_PAGE TEXT_:

One way to fight video piracy is to make shows available legitimately

One way to fight video piracy is to make shows available legitimately

Summary: If more legislation won't solve the piracy problem, is there anything that can reduce it? Yes, as it turns out, I believe there is.


This morning, I had the opportunity to read a well-written article in the Wall Street Journal (possible paywall link) about challenges that TV networks and content providers have in fighting pirates.

The article focuses, as they say, "on another network", but the piracy challenges are quite real for any online content producer, TV network, blog writer, or software developer.

I've talked before how, back in the days when I wrote and sold software, I'd often get support complaints from people who either downloaded pirated copies of the software I'd written, or worse, paid someone for copies who had never bought them from me.

I've seen copies of articles I've written for sale on Amazon. And I wrote last summer about the lowlifes who completely cloned copies of my iPhone apps (right down to the marketing copy) and are still selling them on the Apple Store, right under Apple's apparently uncaring nose.

The WSJ article goes into detail about how challenging the fight is, because with video content, pirates steal episodes immediately and post them. It details an NBC anti-piracy unit that tries to fight all these illegal posts.

I have a couple of problems with the WSJ article. The first is that it seemed to support the inevitability of damaging SOPA-like legislation, and I just don't think Americans need to have their privacy rights damaged completely just to protect episodes of The Biggest Loser.

If yet more legislation won't solve the piracy problem, is there anything that can reduce it? Yes, as it turns out, I believe there is.

A few weeks ago, our TiVo glitched and didn't record a complete episode of one of my wife's favorite shows. She was very disappointed because it's one of those shows that builds on the story of the previous week.

Initially, I thought the problem would be easy to solve by simply buying the episode online. I looked on Netflix. I looked on Hulu. I looked on Amazon. I looked on iTunes. I looked at the network's own website. As it turns out, the previous season was available on iTunes, but current episodes were not.

_DATA EXCERPTS_:

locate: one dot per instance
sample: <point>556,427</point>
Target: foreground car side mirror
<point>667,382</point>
...
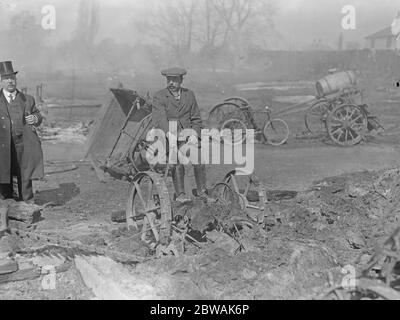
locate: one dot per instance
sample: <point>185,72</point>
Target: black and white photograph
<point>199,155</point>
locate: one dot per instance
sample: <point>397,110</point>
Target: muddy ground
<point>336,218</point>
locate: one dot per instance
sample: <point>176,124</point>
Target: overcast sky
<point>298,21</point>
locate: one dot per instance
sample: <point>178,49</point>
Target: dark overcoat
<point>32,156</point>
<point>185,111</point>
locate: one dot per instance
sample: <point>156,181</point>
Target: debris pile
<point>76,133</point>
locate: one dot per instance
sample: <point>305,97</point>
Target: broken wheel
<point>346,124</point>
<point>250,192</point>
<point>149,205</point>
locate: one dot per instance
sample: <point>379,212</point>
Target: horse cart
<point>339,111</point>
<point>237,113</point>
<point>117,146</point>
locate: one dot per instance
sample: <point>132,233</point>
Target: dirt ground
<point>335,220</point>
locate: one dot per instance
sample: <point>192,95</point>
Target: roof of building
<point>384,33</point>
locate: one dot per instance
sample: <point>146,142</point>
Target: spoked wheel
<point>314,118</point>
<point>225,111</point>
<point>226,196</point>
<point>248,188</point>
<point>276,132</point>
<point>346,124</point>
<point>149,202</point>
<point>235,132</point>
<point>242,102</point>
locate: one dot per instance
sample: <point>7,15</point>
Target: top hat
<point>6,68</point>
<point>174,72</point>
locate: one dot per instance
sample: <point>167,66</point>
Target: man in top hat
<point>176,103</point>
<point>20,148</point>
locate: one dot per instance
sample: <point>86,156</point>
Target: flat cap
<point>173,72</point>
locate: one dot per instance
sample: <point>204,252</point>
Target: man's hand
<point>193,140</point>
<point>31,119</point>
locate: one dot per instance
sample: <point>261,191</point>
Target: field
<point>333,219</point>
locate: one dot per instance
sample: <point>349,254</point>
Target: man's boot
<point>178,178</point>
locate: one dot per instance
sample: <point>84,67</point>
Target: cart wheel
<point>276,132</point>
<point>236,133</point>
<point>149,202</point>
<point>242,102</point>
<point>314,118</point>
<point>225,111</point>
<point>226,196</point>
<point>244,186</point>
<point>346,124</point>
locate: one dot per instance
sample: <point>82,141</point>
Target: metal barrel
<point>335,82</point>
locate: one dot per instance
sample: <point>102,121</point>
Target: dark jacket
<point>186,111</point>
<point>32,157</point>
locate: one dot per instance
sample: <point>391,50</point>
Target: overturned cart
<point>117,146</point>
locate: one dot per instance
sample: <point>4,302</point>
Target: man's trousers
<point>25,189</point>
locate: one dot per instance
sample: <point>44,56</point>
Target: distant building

_EXERCISES_:
• a. According to the video piracy article, why does the WSJ piece describe the fight against video pirates as so challenging?
• b. List every place the writer of the video piracy article checked when trying to buy the missing episode online.
• c. Continue the video piracy article from its last paragraph.

_RESPONSES_:
• a. With video content, pirates steal episodes immediately and post them.

• b. Netflix, Hulu, Amazon, iTunes, and the network's own website.

• c.
Now, I know better than to go download a torrent of the episode. You shouldn't download torrents either. First, you're probably violating a law; and second, you're probably subjecting your computer to all sorts of nasty payloads.

The problem was, my wife didn't get to watch her show. I would have easily spent $2, $3, heck, even the price of a movie admission just to make sure she wasn't disappointed. But the network in question simply didn't offer a pay-for digital version of the show.

This brings me back to my original premise. Many TV providers don't provide online versions of their shows at the same time that they broadcast it. I think this is a huge mistake. I know there is the risk of people cutting off their cable TV services, but if that's going to happen, it's going to happen.

A few simultaneous releases won't change anything. They could even sell episodes at a higher price while the season is running, and then reduce the price once the season is over. We would have quite enthusiastically paid a higher price (all while commenting on the wonders of the internet), just so that my wife could keep up with her show.

If the TV producers make their programs available outside of the "be on the couch at this time of the night" mentality, legitimate viewers will continue to support their programs, and possibly those not quite as law abiding as I am would buy the shows instead of pirating them.

So what was the result of my wife's disappointment? She stopped watching the entire series. She's now working her way through a different series on Netflix instead. The network that didn't make that one show available lost her viewership for all that show's remaining episodes. So did that network's advertisers. My wife actually likes what she calls "the tiny programs", and enjoys watching most commercials.

And no, it's not lost on me that ZDNet is owned by a major media company. And yes, I did run this article past the editors before posting.

Topics: Privacy, Government, After Hours


David Gewirtz, Distinguished Lecturer at CBS Interactive, is an author, U.S. policy advisor, and computer scientist. He is featured in the History Channel special The President's Book of Secrets and is a member of the National Press Club.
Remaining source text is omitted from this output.